Bounding-box records:
※

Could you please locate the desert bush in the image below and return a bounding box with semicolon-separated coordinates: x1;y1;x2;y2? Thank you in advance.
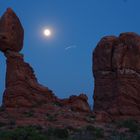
0;122;7;127
24;110;34;117
116;119;140;133
47;128;69;139
86;125;104;138
46;113;57;122
0;127;48;140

※

Short problem.
Update the listing above by replacing "desert bush" with "dry shrub" and changing nothing else. Leave the pictures out.

Written answer.
Could you please locate the dry shrub in the image below and return a bounding box with semicolon-separated coordinates: x1;y1;x2;y2? Thank you in advance.
0;122;7;127
24;110;34;117
116;119;140;133
47;128;69;139
86;125;104;138
46;113;57;122
0;127;48;140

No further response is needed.